■ **PROBLEM STATEMENT**
Rewrite the records below, replacing "green leaf" with "leaf" and leaving everything else as it stands.

■ **PROVIDED RECORDS**

——

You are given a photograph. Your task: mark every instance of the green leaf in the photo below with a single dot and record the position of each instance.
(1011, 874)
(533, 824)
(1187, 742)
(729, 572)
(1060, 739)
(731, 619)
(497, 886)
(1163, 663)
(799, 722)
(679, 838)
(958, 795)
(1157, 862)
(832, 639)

——

■ **WRITTEN ANSWER**
You are given a photograph. Your task: mark every instance of the leaf in the photo below with a single dot and record the position of each instance.
(1011, 874)
(533, 824)
(1187, 742)
(729, 572)
(1060, 739)
(731, 619)
(497, 886)
(1163, 663)
(799, 722)
(679, 838)
(958, 795)
(1157, 862)
(832, 639)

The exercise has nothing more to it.